Short problem
Please begin at the line that has "# point at: the monstrance" and stop after the last line of the listing, then write those lines out again with "gold" swapped for "golden" and everything else unchanged. Leave the pictures out of your answer.

* * * * *

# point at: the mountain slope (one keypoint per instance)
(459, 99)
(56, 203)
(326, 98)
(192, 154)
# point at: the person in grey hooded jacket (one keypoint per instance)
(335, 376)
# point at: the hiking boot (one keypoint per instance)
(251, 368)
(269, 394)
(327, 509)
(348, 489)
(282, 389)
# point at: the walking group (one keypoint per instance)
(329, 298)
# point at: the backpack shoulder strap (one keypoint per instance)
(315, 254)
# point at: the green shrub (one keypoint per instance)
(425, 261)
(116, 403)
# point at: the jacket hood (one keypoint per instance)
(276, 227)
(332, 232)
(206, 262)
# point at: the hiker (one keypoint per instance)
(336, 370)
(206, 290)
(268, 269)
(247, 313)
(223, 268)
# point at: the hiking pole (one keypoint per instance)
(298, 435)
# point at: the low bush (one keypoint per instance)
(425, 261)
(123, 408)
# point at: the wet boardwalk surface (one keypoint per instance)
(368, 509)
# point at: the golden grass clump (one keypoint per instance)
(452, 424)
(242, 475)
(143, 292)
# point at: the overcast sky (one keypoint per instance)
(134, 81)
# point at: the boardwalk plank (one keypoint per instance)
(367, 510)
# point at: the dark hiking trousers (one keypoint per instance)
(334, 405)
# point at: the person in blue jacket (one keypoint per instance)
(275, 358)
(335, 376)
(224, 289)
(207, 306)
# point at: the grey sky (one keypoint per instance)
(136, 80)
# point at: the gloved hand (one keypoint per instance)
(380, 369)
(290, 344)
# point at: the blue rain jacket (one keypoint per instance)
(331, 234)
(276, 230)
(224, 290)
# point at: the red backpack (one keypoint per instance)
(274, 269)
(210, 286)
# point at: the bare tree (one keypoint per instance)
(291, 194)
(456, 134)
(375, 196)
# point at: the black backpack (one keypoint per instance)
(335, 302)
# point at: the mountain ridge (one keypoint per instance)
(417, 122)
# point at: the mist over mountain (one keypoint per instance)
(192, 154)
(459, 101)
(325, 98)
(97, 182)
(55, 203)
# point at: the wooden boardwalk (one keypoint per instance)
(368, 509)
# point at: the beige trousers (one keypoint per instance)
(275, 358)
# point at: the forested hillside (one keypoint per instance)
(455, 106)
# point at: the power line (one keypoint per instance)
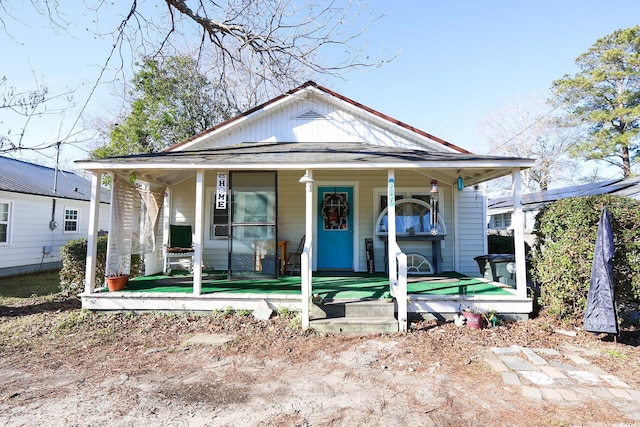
(522, 131)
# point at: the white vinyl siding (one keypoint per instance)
(71, 220)
(29, 231)
(501, 221)
(471, 233)
(5, 222)
(281, 123)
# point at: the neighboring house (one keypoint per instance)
(40, 210)
(500, 210)
(358, 185)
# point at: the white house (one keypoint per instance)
(361, 187)
(40, 210)
(500, 210)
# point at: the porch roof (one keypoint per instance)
(174, 166)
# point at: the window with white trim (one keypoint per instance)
(5, 222)
(71, 220)
(502, 221)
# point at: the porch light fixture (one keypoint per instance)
(434, 207)
(306, 179)
(434, 188)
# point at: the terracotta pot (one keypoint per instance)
(474, 320)
(117, 283)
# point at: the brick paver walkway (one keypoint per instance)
(559, 376)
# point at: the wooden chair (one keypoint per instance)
(180, 248)
(293, 258)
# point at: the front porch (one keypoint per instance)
(440, 296)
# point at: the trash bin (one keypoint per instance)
(499, 268)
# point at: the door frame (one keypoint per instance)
(355, 262)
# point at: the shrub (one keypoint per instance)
(566, 235)
(74, 261)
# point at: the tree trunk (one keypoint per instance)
(626, 163)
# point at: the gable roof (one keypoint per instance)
(168, 167)
(17, 176)
(311, 87)
(629, 187)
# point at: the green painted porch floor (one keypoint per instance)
(328, 286)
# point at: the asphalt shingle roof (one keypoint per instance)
(18, 176)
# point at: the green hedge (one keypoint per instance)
(74, 261)
(566, 236)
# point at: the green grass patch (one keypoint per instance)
(30, 285)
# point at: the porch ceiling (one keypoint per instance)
(173, 167)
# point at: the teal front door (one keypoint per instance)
(335, 228)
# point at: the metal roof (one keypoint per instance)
(628, 187)
(18, 176)
(176, 165)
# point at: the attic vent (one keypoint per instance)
(310, 115)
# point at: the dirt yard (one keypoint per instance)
(63, 366)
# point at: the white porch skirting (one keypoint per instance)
(444, 306)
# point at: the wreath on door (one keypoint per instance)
(335, 211)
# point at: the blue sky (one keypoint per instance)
(457, 60)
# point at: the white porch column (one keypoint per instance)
(92, 239)
(199, 233)
(518, 235)
(306, 265)
(391, 227)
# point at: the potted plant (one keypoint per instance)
(116, 281)
(475, 320)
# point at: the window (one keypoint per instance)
(502, 221)
(5, 222)
(71, 219)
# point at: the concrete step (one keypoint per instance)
(355, 325)
(353, 308)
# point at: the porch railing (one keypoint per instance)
(398, 285)
(305, 282)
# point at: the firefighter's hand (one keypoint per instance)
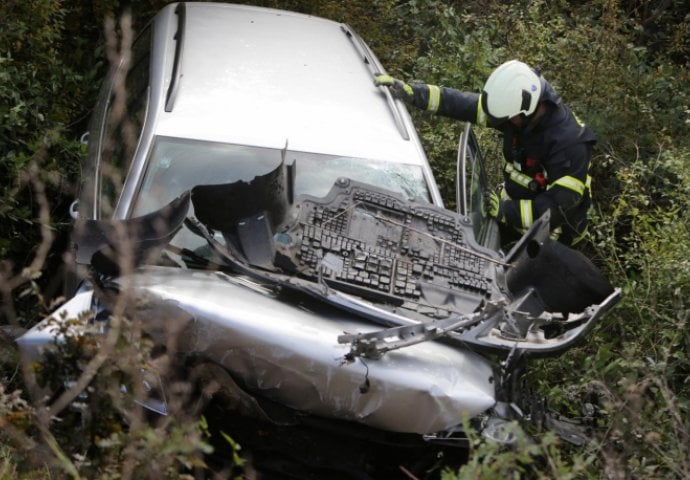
(398, 88)
(492, 205)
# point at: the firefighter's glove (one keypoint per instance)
(492, 206)
(398, 88)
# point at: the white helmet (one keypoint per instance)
(512, 89)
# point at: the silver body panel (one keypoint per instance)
(290, 354)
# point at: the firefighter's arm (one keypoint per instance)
(444, 101)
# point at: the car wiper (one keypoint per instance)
(374, 344)
(191, 259)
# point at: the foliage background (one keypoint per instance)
(621, 65)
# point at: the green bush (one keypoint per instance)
(622, 66)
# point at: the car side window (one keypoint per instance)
(124, 120)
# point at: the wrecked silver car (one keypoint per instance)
(277, 212)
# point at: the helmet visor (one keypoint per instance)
(492, 121)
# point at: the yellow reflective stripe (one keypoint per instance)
(517, 176)
(434, 98)
(526, 216)
(481, 116)
(555, 233)
(569, 182)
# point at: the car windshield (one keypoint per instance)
(177, 165)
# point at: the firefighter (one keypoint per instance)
(547, 149)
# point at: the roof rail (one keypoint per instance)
(375, 68)
(181, 13)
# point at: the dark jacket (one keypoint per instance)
(547, 161)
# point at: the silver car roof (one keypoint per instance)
(244, 74)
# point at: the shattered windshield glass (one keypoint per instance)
(177, 165)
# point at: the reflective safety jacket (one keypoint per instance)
(547, 161)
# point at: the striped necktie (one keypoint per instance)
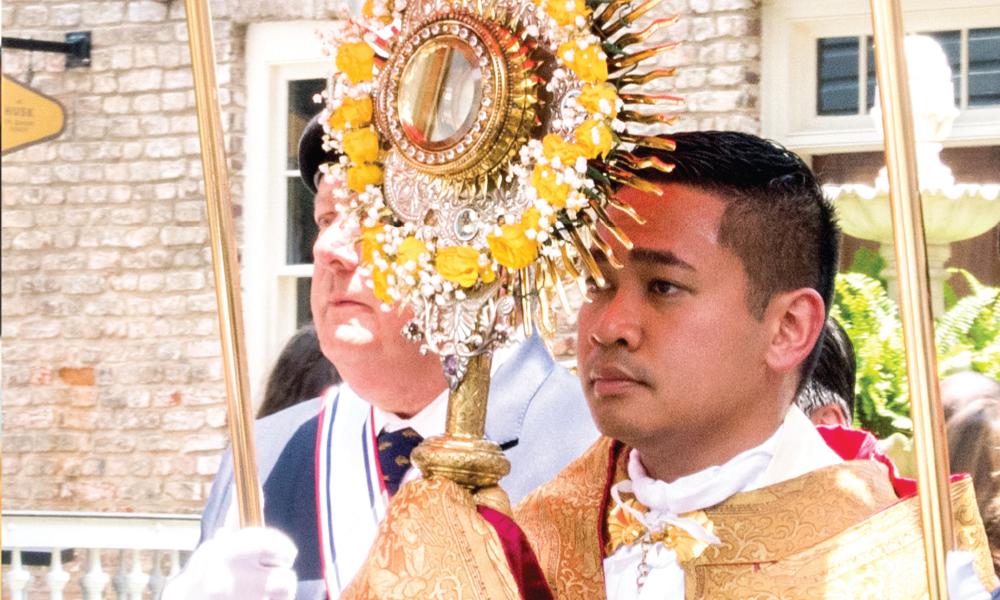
(394, 448)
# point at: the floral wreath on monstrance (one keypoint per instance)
(480, 142)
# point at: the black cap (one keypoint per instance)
(311, 153)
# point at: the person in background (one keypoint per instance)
(301, 373)
(329, 466)
(972, 418)
(709, 481)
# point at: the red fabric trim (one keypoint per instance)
(378, 463)
(858, 444)
(609, 475)
(520, 557)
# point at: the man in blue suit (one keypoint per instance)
(330, 465)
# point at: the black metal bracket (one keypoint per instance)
(76, 47)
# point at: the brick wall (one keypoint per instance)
(112, 394)
(112, 391)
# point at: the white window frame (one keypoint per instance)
(790, 29)
(277, 52)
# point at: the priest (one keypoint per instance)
(709, 482)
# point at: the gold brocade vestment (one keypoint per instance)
(837, 532)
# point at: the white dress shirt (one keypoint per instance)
(795, 449)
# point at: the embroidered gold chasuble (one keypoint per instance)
(837, 532)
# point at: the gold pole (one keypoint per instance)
(914, 294)
(225, 261)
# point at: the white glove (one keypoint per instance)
(963, 583)
(241, 564)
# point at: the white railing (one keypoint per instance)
(132, 537)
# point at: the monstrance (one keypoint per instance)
(480, 146)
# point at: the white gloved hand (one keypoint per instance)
(963, 583)
(241, 564)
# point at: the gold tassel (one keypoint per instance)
(629, 60)
(637, 163)
(601, 244)
(649, 141)
(605, 219)
(657, 99)
(628, 18)
(644, 78)
(588, 258)
(647, 118)
(634, 38)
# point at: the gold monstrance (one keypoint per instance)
(480, 142)
(482, 139)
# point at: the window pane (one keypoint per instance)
(301, 108)
(951, 43)
(837, 69)
(872, 75)
(301, 228)
(303, 311)
(984, 66)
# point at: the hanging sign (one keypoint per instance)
(29, 117)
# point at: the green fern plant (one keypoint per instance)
(967, 336)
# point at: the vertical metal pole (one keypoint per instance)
(914, 294)
(225, 262)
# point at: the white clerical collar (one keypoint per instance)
(794, 449)
(431, 419)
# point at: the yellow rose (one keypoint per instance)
(599, 98)
(380, 285)
(352, 112)
(458, 264)
(512, 248)
(410, 249)
(595, 138)
(370, 244)
(356, 60)
(548, 187)
(587, 63)
(565, 12)
(361, 176)
(554, 146)
(361, 145)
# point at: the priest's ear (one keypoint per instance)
(797, 319)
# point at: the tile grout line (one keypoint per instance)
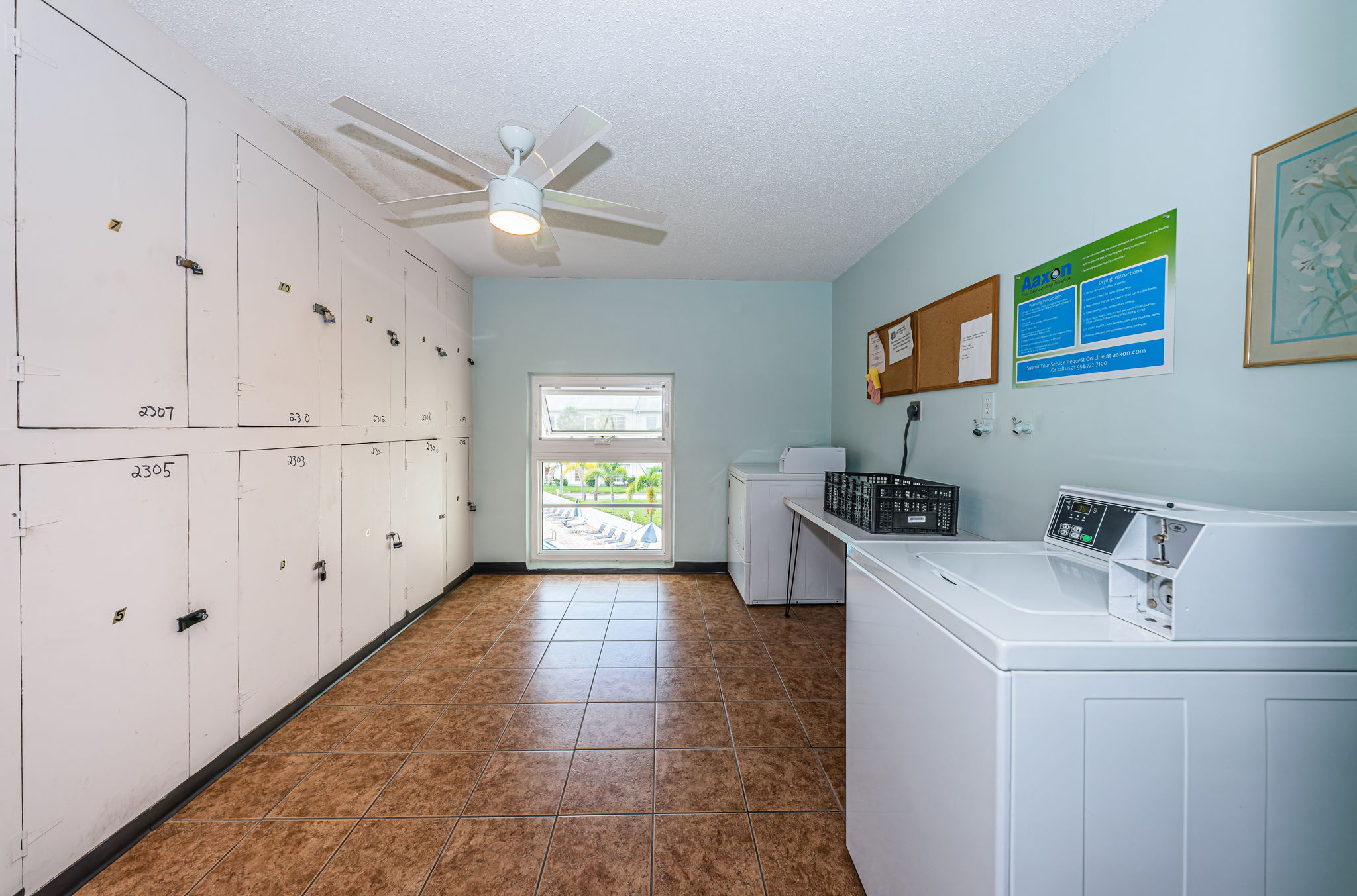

* * * * *

Solved exercise
# point at: the monstrance (one keypoint per instance)
(480, 146)
# point at: the white gloved hand (one keypoint per instance)
(963, 583)
(241, 564)
# point at: the golden tassel (one keypoint per instance)
(629, 60)
(637, 163)
(601, 244)
(649, 141)
(605, 219)
(657, 99)
(628, 18)
(644, 78)
(588, 258)
(647, 118)
(634, 38)
# point at: the golden monstrance (one keypoint per instance)
(480, 142)
(482, 139)
# point at: the window pane (one keypoint per instance)
(301, 108)
(951, 43)
(837, 69)
(872, 75)
(301, 228)
(303, 311)
(984, 66)
# point at: the hanging sign (one keypoint per instance)
(29, 117)
# point at: the green fern plant (one keypoint per instance)
(967, 336)
# point at: the vertical metal pole (one keypoint per instance)
(914, 294)
(225, 262)
# point at: the white clerical collar (one keypoint per instance)
(794, 449)
(431, 419)
# point at: the yellow rose (one keypoint per instance)
(599, 98)
(380, 285)
(352, 112)
(458, 264)
(512, 248)
(410, 249)
(595, 138)
(370, 244)
(356, 60)
(548, 187)
(587, 63)
(565, 12)
(361, 176)
(554, 146)
(361, 145)
# point at: the priest's ear (one keypoint per instance)
(797, 319)
# point at: the tile grout line (one keypoint per instance)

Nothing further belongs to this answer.